= Directions for this task =
In the passage on running tests below, repeat word for word the stretch from "Example: Run all" through "coverage are displayed.".

Command line options¶
Note: to avoid package import errors, we need to run the following commands from the src folder.
Example: Run all tests with pytest¶
To run all of the tests in src/freeseer/tests/
, issue the following command from
the src/
directory:
$ python setup.py test
The output will contain information about the test session. If there are any failures during the session then failure messages will be logged and testing will continue. If there is a failure, the developer may read through the output to see what went wrong. Information related to which line the failure occurred is printed in the output’s FAILURES section, as well as DEBUG or INFO output that was printed to stderr in the erroneous code. At the bottom of the output from the script statistics on code coverage are displayed.
Gotchas! a.k.a Q&A¶
Q: I set a variable in one of my unit tests, but my other unit tests cannot see the values I set!

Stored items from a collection
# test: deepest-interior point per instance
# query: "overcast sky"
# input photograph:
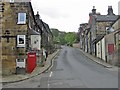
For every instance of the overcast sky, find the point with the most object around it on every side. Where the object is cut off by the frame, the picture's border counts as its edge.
(66, 15)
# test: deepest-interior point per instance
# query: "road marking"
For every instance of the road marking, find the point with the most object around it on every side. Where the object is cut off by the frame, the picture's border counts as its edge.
(50, 74)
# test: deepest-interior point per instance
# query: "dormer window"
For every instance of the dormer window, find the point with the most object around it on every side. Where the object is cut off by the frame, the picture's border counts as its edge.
(21, 18)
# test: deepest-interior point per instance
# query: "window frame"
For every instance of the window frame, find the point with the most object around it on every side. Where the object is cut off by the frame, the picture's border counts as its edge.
(19, 18)
(18, 43)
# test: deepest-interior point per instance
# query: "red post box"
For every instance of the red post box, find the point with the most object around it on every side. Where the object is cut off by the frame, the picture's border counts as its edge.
(31, 62)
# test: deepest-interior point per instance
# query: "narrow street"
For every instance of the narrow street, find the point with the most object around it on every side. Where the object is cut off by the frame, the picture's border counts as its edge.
(72, 69)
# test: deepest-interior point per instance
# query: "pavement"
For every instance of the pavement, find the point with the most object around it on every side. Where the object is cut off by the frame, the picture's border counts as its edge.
(49, 63)
(37, 71)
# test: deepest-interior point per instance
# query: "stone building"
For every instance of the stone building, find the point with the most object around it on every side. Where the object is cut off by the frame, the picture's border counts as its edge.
(99, 25)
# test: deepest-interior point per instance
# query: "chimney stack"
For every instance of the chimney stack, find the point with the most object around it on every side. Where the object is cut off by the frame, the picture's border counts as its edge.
(110, 11)
(93, 10)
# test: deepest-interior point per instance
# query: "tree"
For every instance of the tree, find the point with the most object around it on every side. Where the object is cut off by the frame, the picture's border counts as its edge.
(70, 38)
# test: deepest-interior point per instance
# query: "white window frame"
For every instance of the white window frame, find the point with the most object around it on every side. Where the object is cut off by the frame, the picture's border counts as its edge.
(18, 43)
(12, 1)
(19, 18)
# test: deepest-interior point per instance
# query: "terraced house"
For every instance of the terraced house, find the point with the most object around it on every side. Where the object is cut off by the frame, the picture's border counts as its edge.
(21, 33)
(97, 37)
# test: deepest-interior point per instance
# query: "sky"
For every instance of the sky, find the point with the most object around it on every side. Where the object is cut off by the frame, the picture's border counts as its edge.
(67, 15)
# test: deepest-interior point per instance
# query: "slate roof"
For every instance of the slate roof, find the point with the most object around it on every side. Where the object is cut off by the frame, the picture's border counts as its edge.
(105, 18)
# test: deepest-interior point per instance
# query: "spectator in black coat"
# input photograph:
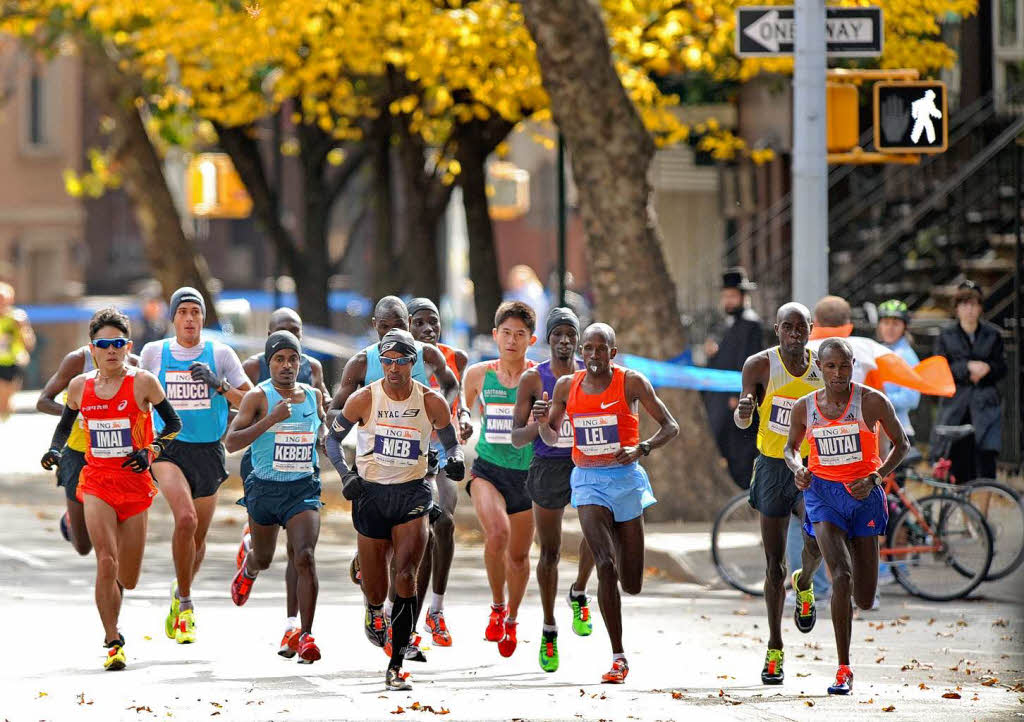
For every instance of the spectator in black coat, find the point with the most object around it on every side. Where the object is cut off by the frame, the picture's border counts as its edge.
(734, 338)
(974, 349)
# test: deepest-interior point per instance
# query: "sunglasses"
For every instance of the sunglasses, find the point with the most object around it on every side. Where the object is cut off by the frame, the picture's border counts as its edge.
(105, 343)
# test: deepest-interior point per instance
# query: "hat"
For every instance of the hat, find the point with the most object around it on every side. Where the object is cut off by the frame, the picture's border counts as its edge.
(281, 340)
(186, 294)
(735, 278)
(399, 341)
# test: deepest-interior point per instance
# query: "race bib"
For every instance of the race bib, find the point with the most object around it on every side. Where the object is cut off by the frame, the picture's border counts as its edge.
(838, 444)
(779, 415)
(396, 446)
(293, 450)
(184, 392)
(498, 423)
(596, 434)
(110, 438)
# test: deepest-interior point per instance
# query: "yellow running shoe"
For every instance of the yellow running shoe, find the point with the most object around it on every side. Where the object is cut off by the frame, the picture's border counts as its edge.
(184, 632)
(116, 655)
(171, 623)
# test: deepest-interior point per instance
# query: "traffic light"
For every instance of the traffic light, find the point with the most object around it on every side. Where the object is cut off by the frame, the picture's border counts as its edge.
(214, 188)
(910, 117)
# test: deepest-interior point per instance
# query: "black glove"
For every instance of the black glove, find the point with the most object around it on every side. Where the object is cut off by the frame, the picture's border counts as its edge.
(51, 459)
(351, 485)
(137, 461)
(203, 372)
(455, 469)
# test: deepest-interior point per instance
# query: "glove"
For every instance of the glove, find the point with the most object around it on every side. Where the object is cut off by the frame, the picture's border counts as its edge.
(138, 461)
(51, 459)
(456, 469)
(203, 372)
(351, 485)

= Finished task =
Example: Run all tests with pytest¶
To run all of the tests in src/freeseer/tests/
, issue the following command from
the src/
directory:
$ python setup.py test
The output will contain information about the test session. If there are any failures during the session then failure messages will be logged and testing will continue. If there is a failure, the developer may read through the output to see what went wrong. Information related to which line the failure occurred is printed in the output’s FAILURES section, as well as DEBUG or INFO output that was printed to stderr in the erroneous code. At the bottom of the output from the script statistics on code coverage are displayed.